▶ [Extract]
Actually, the carbonation in the soda might be an issue as rats don't burp up the excess gas easily... but if the drink was pretty much flat it's no big deal.

Our Fuzzy Rat was a lush... she loved tequila and Yukon Jack and even beer. She would go from one person to the next licking out the bottom of shot glasses after people drank them and suck up spilled beer from the floor. She actually got quite congenial when intoxicated.

In college I knew an alcohol researcher that worked with rats. He told me that rats metabolize alcohol more rapidly then humans and there are few if any ill effects. Lastly he remarked that rats are excellent social drinkers and tend to be more playful and outgoing when inebriated. 

I suspect that rats have evolved to metabolize alcohol because they would find spoiled foods or liquids in the wild that most likely are being broken down by yeasts. Still not all rats enjoy drinking given a choice.

▶ [Records supplied]
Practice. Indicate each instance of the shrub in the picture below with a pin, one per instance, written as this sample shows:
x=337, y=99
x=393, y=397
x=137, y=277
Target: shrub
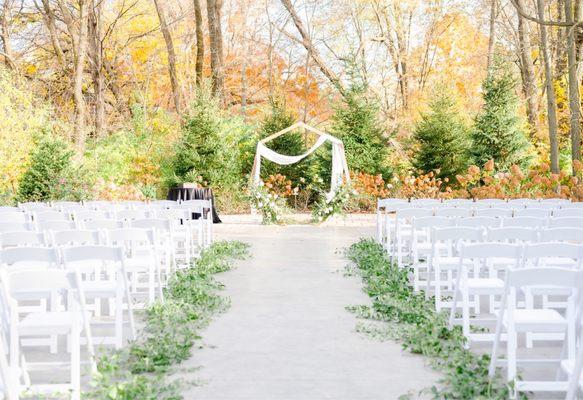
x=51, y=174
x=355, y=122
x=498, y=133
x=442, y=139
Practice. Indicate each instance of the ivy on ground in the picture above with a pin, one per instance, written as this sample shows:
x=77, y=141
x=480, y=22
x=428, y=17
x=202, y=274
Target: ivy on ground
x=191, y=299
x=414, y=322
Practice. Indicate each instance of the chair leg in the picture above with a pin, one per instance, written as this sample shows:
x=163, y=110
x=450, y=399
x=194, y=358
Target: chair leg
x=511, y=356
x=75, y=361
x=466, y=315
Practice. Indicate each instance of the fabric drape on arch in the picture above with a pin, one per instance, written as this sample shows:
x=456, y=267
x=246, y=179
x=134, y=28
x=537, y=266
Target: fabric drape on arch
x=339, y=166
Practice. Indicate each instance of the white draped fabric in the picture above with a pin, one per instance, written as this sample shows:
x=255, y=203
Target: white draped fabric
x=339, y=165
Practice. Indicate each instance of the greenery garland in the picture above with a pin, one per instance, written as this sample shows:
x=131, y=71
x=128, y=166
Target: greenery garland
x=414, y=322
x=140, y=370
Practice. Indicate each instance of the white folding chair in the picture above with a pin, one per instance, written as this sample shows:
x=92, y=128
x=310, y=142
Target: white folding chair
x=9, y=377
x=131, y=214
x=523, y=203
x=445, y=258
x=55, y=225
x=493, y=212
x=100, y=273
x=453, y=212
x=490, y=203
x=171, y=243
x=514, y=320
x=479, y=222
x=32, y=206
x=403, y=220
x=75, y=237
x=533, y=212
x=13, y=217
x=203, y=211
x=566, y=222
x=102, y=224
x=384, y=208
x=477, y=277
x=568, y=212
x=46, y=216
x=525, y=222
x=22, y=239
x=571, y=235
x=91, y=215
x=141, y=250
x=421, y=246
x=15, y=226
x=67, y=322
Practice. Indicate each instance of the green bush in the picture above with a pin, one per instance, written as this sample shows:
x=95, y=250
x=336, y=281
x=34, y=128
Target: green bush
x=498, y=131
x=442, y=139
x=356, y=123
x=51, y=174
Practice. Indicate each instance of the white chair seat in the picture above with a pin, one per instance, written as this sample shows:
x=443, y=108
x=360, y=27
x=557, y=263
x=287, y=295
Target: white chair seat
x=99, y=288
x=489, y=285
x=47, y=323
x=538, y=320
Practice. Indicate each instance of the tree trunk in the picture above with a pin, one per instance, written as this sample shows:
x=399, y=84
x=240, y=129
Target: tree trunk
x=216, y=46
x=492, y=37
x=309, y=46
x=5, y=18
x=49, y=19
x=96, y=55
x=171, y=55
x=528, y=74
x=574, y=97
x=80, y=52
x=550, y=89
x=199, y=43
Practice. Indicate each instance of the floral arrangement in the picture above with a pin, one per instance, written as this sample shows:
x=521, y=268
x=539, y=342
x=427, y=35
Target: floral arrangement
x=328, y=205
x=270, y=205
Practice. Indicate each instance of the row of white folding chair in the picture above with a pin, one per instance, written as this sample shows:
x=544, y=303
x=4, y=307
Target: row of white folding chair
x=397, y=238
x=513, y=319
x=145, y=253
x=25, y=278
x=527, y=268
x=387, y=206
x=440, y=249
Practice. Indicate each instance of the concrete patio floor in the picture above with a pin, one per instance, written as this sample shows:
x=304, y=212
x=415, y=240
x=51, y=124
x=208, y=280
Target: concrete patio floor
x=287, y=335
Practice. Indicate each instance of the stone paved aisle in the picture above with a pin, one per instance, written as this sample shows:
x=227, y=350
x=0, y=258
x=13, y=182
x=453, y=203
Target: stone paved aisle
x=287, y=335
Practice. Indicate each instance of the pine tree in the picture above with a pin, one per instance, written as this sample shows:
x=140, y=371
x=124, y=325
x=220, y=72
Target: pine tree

▶ [What this exercise asks]
- a) Answer these questions about the post on rats and alcohol:
(i) Why might the carbonation in soda be a problem for rats?
(ii) Which drinks did Fuzzy Rat love?
(iii) According to the alcohol researcher, how fast do rats metabolize alcohol compared with humans?
- b) Write what comes next in the post about rats and alcohol.

▶ [The answers]
- a)
(i) Rats don't burp up the excess gas easily.
(ii) Tequila, Yukon Jack and even beer.
(iii) More rapidly than humans.

- b)
I will add that after a certain all night party where Fuzzy Rat followed the tequila bottle around all night and sucked up a large beer spill she woke up with the ugliest rat hangover anyone has ever seen... she actually snapped at me! First and only time ever! To her credit, she was the last one standing at 4:00 AM which may be unfair as she had more feet and a lower center of gravity than the rest of the people at the party... but she was grooming the people that had passed out and still climbing the curtains when I packed it in... In any case, I let her sleep in until about 1:00 PM and after that she was perfectly fine...

So basically, I'd try and limit your rats drinking to a small cap half full... like a few drops at a time... and don't use and carbonated or soda mixers... Pretty much only flat drinks. Pace it over time and make sure Sansa doesn't get too drunk or you will have a really hung over rat to deal with the next day...

I've never heard of a rat drinking itself sick... but I suspect it's possible and likely something to be avoided.

Best luck.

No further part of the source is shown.